**PROBLEM DESCRIPTION**
Please collect every line in the entries below that contains the word "metal" and copy each of those lines in full.
<<<<
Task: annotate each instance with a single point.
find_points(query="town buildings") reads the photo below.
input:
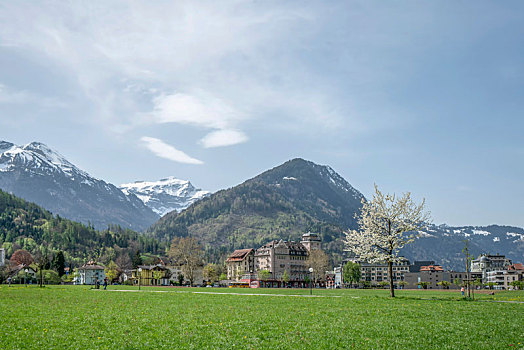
(490, 267)
(375, 273)
(151, 275)
(90, 273)
(239, 263)
(281, 259)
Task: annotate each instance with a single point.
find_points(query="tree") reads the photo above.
(210, 273)
(424, 285)
(386, 224)
(188, 253)
(402, 284)
(59, 263)
(319, 261)
(158, 275)
(112, 271)
(21, 257)
(352, 273)
(264, 275)
(137, 259)
(383, 284)
(42, 261)
(285, 277)
(444, 284)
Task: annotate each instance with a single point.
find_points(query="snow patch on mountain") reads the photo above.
(165, 195)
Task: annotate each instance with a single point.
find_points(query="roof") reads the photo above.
(152, 267)
(432, 268)
(239, 254)
(517, 266)
(91, 266)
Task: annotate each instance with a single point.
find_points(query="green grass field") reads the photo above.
(76, 317)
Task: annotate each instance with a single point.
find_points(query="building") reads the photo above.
(415, 267)
(291, 258)
(515, 273)
(488, 263)
(239, 263)
(90, 273)
(279, 257)
(175, 271)
(378, 272)
(431, 275)
(151, 275)
(311, 241)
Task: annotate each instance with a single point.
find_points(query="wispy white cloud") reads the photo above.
(222, 138)
(164, 150)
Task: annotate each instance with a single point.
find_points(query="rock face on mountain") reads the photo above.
(41, 175)
(166, 195)
(284, 202)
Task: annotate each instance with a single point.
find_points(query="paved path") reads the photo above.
(225, 293)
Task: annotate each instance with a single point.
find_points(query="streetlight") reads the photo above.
(310, 280)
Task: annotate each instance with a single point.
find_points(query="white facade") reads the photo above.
(89, 275)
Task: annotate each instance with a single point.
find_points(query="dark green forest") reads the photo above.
(25, 225)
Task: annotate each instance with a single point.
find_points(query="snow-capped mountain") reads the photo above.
(165, 195)
(39, 174)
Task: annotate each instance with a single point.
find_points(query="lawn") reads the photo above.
(58, 317)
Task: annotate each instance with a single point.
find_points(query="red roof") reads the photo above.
(239, 254)
(517, 266)
(432, 268)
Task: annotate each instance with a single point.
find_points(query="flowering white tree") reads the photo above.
(386, 224)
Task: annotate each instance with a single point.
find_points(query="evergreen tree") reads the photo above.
(137, 259)
(59, 263)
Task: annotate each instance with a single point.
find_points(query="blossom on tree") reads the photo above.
(386, 224)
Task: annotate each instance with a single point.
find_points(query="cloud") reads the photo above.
(222, 138)
(163, 150)
(200, 109)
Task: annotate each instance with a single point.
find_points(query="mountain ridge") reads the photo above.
(39, 174)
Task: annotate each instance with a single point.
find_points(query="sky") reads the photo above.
(418, 96)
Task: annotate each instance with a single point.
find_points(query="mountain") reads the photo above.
(284, 202)
(25, 225)
(166, 195)
(43, 176)
(444, 244)
(300, 196)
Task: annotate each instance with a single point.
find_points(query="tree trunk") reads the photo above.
(390, 273)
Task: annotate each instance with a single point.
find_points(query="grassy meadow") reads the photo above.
(77, 317)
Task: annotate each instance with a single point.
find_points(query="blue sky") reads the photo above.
(426, 97)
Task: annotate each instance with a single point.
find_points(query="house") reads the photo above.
(22, 273)
(281, 257)
(90, 273)
(488, 263)
(378, 272)
(240, 262)
(515, 273)
(151, 275)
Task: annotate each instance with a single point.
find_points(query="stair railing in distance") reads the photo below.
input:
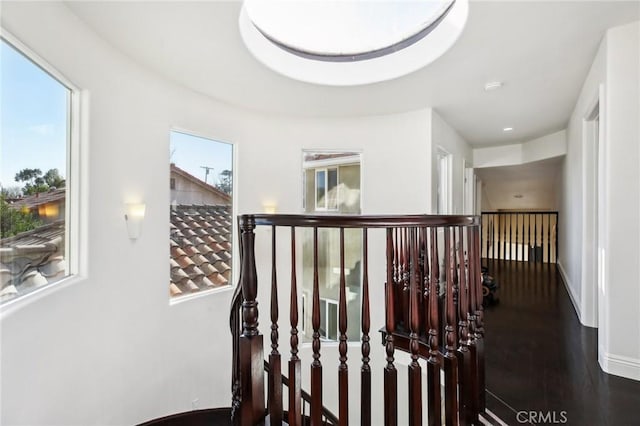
(433, 311)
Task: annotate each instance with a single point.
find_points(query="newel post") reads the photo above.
(252, 406)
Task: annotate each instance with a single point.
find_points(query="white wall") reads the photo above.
(446, 137)
(109, 349)
(620, 352)
(548, 146)
(615, 68)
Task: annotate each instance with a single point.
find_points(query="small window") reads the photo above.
(201, 191)
(329, 319)
(36, 116)
(331, 182)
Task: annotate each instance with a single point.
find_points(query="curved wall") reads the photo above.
(109, 349)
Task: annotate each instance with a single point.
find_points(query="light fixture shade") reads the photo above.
(134, 215)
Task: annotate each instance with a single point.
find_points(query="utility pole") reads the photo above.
(206, 172)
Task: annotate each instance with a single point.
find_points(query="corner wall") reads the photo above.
(109, 349)
(445, 136)
(616, 69)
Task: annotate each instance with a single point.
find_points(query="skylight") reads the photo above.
(345, 29)
(350, 42)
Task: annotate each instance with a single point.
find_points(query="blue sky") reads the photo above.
(33, 117)
(192, 153)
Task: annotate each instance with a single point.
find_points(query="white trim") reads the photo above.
(235, 239)
(593, 171)
(333, 161)
(619, 365)
(567, 283)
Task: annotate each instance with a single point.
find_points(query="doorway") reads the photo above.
(593, 199)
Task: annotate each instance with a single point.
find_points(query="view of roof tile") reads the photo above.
(40, 198)
(200, 248)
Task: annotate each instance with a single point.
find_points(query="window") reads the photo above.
(344, 43)
(443, 187)
(201, 188)
(345, 31)
(38, 241)
(327, 189)
(332, 184)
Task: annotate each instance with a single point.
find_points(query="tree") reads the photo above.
(12, 192)
(36, 182)
(13, 221)
(226, 181)
(53, 179)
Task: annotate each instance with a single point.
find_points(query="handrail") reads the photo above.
(328, 415)
(433, 310)
(359, 221)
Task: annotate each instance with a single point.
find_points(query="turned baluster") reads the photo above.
(434, 393)
(343, 370)
(316, 365)
(479, 314)
(365, 392)
(390, 372)
(464, 355)
(415, 373)
(450, 360)
(252, 406)
(275, 368)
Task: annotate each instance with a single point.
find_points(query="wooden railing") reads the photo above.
(433, 311)
(521, 236)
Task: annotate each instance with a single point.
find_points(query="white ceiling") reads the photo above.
(542, 52)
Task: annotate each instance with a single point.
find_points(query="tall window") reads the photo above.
(332, 184)
(36, 108)
(327, 189)
(201, 187)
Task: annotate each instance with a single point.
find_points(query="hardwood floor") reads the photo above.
(541, 363)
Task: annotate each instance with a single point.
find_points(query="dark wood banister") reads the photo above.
(329, 417)
(464, 353)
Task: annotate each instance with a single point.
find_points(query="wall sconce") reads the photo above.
(134, 214)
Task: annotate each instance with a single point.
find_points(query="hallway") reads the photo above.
(541, 362)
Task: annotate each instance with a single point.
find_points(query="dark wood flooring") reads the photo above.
(541, 363)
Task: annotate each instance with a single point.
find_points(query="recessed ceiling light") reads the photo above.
(492, 85)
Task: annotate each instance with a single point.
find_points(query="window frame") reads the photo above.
(76, 194)
(235, 257)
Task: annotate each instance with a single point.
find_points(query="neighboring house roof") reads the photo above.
(40, 198)
(200, 242)
(32, 259)
(177, 170)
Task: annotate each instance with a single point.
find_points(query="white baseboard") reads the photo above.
(619, 365)
(574, 299)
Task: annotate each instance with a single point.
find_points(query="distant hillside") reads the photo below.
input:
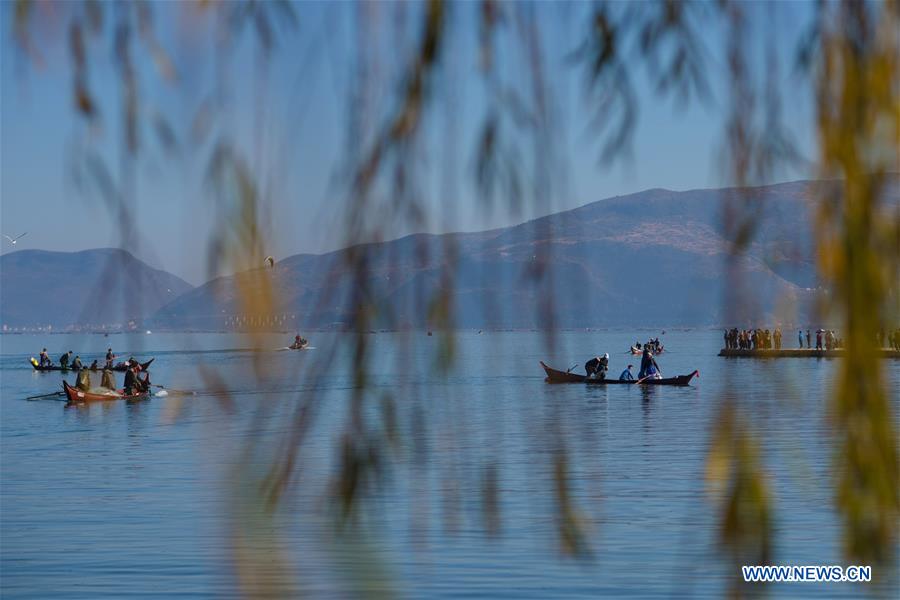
(652, 258)
(94, 287)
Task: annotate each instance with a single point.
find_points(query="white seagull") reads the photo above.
(15, 239)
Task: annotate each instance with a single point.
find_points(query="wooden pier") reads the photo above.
(800, 353)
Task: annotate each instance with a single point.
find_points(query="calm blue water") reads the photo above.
(161, 498)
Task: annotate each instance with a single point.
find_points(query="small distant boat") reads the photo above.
(76, 396)
(557, 376)
(641, 350)
(119, 367)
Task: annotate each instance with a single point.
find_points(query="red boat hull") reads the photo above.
(76, 396)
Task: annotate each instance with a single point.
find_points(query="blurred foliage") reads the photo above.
(850, 57)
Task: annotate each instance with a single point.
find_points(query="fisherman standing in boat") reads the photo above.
(596, 367)
(131, 381)
(83, 380)
(108, 380)
(647, 362)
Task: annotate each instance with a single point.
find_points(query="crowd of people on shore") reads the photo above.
(753, 339)
(763, 339)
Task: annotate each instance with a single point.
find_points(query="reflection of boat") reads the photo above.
(556, 376)
(119, 367)
(76, 396)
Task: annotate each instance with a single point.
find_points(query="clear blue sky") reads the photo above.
(287, 115)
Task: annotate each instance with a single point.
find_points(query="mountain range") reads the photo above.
(654, 258)
(101, 288)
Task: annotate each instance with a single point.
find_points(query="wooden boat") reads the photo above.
(119, 367)
(76, 396)
(556, 376)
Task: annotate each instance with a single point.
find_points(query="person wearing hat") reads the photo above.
(596, 367)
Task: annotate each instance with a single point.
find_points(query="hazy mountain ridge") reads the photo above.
(100, 287)
(654, 257)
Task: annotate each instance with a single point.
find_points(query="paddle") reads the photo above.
(641, 380)
(165, 392)
(44, 395)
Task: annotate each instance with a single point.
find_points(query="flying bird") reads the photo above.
(15, 239)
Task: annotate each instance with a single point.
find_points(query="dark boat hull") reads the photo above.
(557, 376)
(76, 396)
(119, 368)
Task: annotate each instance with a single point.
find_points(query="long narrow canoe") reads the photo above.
(76, 396)
(556, 376)
(119, 367)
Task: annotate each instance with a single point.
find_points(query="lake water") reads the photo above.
(160, 498)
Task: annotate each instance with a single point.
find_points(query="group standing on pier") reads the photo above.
(752, 339)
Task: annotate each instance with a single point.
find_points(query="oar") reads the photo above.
(641, 380)
(168, 391)
(44, 395)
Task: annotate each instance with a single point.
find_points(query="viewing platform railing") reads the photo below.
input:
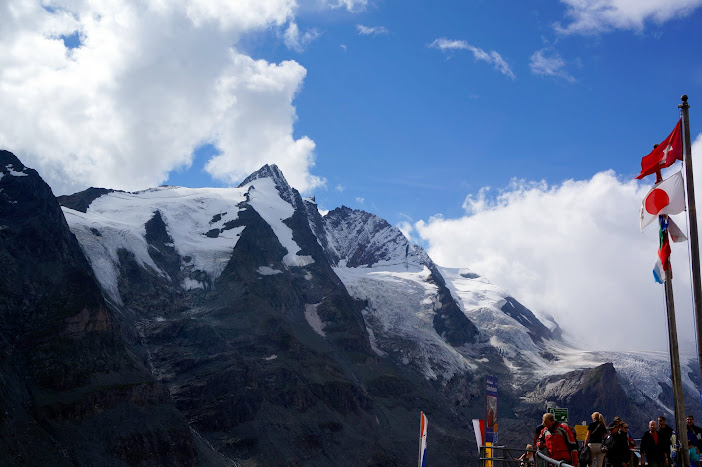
(502, 456)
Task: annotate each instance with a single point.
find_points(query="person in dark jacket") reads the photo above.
(666, 432)
(616, 447)
(596, 432)
(654, 448)
(694, 433)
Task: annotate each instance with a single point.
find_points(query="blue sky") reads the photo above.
(411, 129)
(501, 136)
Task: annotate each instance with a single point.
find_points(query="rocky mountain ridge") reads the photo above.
(273, 335)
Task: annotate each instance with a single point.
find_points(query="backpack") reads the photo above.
(561, 429)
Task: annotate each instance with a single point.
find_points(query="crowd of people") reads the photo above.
(612, 445)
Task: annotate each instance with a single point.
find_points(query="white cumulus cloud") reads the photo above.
(574, 251)
(296, 40)
(596, 16)
(371, 30)
(148, 83)
(492, 57)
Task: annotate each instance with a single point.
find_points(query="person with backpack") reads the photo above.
(558, 439)
(616, 447)
(654, 447)
(596, 432)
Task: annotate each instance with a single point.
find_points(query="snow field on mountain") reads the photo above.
(120, 218)
(360, 231)
(481, 301)
(401, 304)
(264, 198)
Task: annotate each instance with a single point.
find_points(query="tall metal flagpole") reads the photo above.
(678, 402)
(692, 222)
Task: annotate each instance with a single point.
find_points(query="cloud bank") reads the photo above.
(119, 93)
(573, 251)
(597, 16)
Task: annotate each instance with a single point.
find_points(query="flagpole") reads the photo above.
(676, 376)
(692, 223)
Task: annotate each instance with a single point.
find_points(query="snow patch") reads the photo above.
(187, 212)
(190, 284)
(400, 312)
(265, 199)
(14, 173)
(267, 271)
(314, 320)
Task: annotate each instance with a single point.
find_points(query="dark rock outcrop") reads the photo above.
(68, 384)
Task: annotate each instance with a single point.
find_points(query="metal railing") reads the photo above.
(501, 456)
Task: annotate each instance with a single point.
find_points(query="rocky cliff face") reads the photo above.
(215, 326)
(70, 392)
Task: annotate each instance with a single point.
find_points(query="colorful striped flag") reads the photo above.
(423, 440)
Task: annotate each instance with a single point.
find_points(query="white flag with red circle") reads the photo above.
(668, 197)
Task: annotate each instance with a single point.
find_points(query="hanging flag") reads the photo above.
(668, 197)
(661, 270)
(664, 155)
(676, 235)
(664, 248)
(423, 422)
(658, 272)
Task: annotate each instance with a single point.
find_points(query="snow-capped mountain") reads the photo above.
(285, 337)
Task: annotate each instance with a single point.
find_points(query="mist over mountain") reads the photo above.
(221, 326)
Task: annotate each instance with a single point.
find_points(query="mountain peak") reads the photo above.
(267, 171)
(272, 171)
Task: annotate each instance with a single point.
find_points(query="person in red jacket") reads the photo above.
(558, 439)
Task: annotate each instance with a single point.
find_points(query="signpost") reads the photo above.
(491, 413)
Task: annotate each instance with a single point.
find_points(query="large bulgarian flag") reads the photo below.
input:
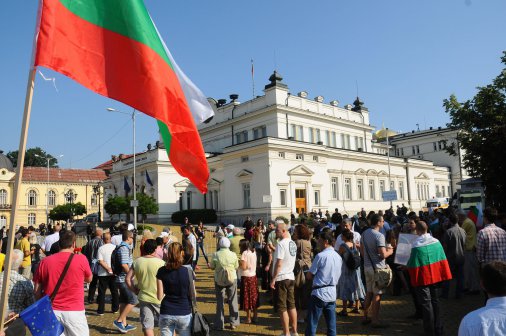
(113, 48)
(427, 263)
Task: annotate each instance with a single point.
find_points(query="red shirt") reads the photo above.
(70, 296)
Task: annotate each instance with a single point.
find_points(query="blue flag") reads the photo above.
(125, 185)
(41, 320)
(148, 179)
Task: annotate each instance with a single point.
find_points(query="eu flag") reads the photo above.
(41, 320)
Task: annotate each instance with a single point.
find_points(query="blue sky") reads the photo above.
(406, 57)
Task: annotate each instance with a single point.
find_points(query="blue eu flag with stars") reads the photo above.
(41, 320)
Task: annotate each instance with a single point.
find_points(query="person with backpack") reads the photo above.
(121, 259)
(225, 264)
(349, 288)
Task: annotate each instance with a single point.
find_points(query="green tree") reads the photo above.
(34, 157)
(481, 122)
(67, 211)
(116, 205)
(147, 205)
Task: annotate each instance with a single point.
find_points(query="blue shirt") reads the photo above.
(489, 320)
(326, 270)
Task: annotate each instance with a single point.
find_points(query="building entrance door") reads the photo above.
(300, 200)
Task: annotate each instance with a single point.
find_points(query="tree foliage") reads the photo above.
(34, 157)
(67, 211)
(481, 122)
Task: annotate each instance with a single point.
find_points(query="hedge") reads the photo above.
(195, 215)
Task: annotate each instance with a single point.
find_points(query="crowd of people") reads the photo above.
(306, 264)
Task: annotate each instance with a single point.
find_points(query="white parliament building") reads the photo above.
(281, 153)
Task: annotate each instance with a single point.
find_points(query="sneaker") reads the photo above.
(130, 327)
(120, 326)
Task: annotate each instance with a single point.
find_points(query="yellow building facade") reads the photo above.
(42, 189)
>>>>
**TASK ANSWER**
find_points(query="tall metal flagpole") reads the photo above.
find_points(query="metal railing") reads the photo above.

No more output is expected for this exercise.